* _Extract_:

== Segment start ==

A new study has found that fluctuations in temperature during transportation and retail sale of leafy greens negatively impacts both the product’s quality and microbial safety.

In a study published in the February issue of Journal of Food Protection, researchers looked at the growth of E. coli O157:H7 and Listeria monocytogenes in commercially bagged salad greens.

Over a 16-month period, a series of time-temperature profiles from thousands of bagged salads were obtained from five transportation routes covering four geographic regions, as well as during retail storage and display.

“Based on the simulation, both pathogens generally increased <2 log CFU/g during transport, storage, and display,” the authors wrote. “However, retail storage duration can significantly impact pathogen growth.”

They added that this was the first large-scale study in the U.S. to use commercial time-temperature profiles to assess the microbial risk of leafy greens and that it “should be useful in filling some of the data gaps in current risk assessments for leafy greens.”

© Food Safety News
  • Janine

    Yet another reason to grow your own or buy local, if you can afford it.

== Segment end ==

* _Data for review_:
== Segment start ==

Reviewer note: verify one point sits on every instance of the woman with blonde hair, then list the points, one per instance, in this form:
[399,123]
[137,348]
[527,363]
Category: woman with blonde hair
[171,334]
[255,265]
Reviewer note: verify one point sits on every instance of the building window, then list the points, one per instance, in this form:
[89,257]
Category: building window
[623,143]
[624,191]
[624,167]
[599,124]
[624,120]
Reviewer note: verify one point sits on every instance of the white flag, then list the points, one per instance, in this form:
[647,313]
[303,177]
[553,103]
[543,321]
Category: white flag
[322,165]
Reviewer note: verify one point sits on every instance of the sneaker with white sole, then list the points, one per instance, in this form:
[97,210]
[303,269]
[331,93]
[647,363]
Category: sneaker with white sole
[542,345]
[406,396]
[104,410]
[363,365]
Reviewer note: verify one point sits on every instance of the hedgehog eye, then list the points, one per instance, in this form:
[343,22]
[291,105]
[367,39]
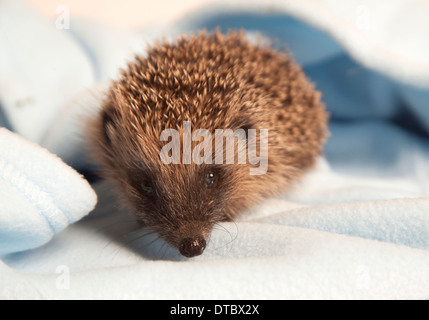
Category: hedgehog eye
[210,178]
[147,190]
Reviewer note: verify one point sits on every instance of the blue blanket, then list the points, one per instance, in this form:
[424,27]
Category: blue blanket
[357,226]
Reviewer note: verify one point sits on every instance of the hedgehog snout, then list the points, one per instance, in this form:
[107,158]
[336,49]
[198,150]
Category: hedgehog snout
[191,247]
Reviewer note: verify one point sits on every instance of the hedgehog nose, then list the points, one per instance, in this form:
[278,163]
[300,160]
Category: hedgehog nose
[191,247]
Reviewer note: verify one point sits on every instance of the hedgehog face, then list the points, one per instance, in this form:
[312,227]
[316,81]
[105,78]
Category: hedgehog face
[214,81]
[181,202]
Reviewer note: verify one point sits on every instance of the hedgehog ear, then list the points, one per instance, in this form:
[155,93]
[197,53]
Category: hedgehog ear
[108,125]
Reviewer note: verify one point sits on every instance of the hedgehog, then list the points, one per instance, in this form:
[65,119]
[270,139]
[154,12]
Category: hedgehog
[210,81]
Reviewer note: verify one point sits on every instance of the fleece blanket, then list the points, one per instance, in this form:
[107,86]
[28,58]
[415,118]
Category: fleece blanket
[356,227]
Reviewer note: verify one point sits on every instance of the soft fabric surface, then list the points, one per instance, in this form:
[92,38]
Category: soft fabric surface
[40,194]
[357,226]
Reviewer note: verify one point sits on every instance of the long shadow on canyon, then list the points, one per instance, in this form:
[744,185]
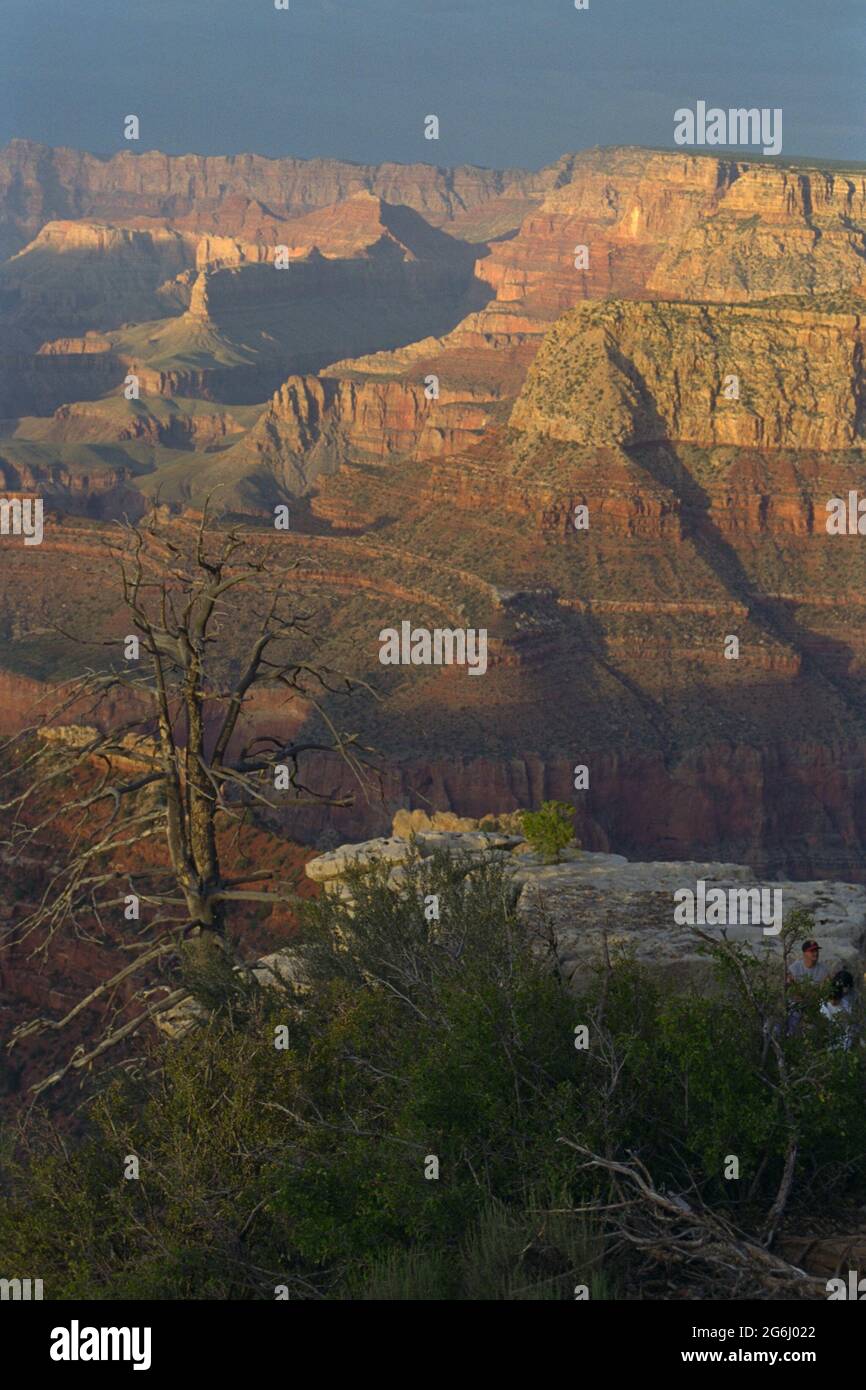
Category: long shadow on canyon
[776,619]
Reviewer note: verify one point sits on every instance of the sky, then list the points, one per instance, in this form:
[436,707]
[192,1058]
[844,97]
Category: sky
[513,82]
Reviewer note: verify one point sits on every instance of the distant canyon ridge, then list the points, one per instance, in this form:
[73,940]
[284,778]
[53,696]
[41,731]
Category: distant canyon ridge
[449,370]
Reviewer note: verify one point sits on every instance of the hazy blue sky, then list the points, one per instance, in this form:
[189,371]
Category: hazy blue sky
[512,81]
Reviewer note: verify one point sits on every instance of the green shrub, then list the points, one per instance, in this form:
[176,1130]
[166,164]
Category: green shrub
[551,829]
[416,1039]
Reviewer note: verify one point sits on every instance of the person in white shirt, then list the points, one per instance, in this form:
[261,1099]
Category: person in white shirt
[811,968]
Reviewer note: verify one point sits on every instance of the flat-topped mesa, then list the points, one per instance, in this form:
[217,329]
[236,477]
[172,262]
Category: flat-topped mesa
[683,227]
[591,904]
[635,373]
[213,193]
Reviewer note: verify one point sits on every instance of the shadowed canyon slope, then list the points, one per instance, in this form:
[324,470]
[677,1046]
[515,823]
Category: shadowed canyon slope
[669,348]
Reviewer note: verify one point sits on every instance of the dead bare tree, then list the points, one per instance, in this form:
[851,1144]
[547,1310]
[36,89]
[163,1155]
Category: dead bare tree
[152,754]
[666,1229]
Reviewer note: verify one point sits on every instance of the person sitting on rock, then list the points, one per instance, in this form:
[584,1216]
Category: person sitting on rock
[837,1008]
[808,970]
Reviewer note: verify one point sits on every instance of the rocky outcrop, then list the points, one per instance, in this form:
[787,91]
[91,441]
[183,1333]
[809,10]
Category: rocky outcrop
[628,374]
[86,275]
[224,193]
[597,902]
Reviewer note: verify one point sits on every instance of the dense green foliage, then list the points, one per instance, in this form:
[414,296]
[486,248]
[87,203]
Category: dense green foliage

== Segment end ==
== Segment start ==

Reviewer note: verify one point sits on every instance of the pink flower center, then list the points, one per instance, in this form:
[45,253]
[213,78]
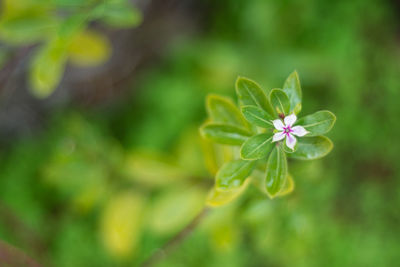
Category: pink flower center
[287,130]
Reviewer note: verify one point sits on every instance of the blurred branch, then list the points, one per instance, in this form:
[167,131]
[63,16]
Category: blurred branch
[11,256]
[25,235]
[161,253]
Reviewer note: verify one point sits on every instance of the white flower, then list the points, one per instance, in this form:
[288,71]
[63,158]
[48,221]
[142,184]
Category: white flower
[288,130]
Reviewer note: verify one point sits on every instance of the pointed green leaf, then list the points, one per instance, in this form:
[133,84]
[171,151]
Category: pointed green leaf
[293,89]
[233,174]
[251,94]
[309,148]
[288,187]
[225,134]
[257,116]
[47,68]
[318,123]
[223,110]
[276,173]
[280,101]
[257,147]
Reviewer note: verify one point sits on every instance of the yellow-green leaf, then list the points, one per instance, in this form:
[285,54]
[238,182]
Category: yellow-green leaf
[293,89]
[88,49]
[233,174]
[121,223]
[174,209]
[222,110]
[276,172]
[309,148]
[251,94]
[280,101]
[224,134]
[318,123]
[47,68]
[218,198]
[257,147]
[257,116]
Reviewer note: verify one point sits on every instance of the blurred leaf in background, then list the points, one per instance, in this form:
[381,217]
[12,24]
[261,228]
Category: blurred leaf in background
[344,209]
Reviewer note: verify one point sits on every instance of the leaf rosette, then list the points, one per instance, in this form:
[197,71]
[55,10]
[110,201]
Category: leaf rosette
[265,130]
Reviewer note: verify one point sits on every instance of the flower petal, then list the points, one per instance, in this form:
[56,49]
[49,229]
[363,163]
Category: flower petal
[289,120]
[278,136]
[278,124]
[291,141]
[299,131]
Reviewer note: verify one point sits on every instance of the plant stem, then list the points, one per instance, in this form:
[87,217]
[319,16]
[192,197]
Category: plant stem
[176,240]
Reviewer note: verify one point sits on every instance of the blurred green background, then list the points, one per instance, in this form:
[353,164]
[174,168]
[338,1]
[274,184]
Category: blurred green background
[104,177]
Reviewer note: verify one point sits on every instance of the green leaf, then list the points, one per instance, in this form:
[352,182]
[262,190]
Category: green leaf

== Segment end ==

* _Things to do_:
(1) According to the leafy-greens article, why are temperature changes during transport and retail sale a problem? Answer in one to three sentences.
(2) Please continue the leafy-greens article from the point where it stops.

* _Task responses_:
(1) The study found that temperature fluctuations during transportation and retail sale hurt leafy greens in two ways. They lower the product's quality and its microbial safety.

(2)
  • CA Leafy Greens LGMA

    Health experts emphasize that food safety is a shared responsibility that starts on the farm, but is important all along the supply chain. For fresh produce, particularly leafy greens which are often eaten in an uncooked state, proper food safety practices are critical to reducing foodborne illness. The California Leafy Greens Marketing Agreement is devoted to ensuring a set of science-based food safety practices are being following on leafy greens farms. But LGMA members lose the ability to protect consumers when the leafy greens they carefully produce leave their coolers in California and head to dinner tables around the world.

    We appreciate the work these scientists have done. Only through research can we hope to reduce the number of foodborne illnesses associated with leafy greens both in the field and during post-production handling. It’s clear the findings from this study can fill vital data gaps that will help retailers and transportation companies develop proper handling procedures that can prevent illness.

  • mauimina

    That is why the need for consumer education in handling food after purchasing is so important along with folks making sure through their choices that their immune systems are vital to resist any pathogen from invading ones system. Sterilizing the farm is not the answer!!!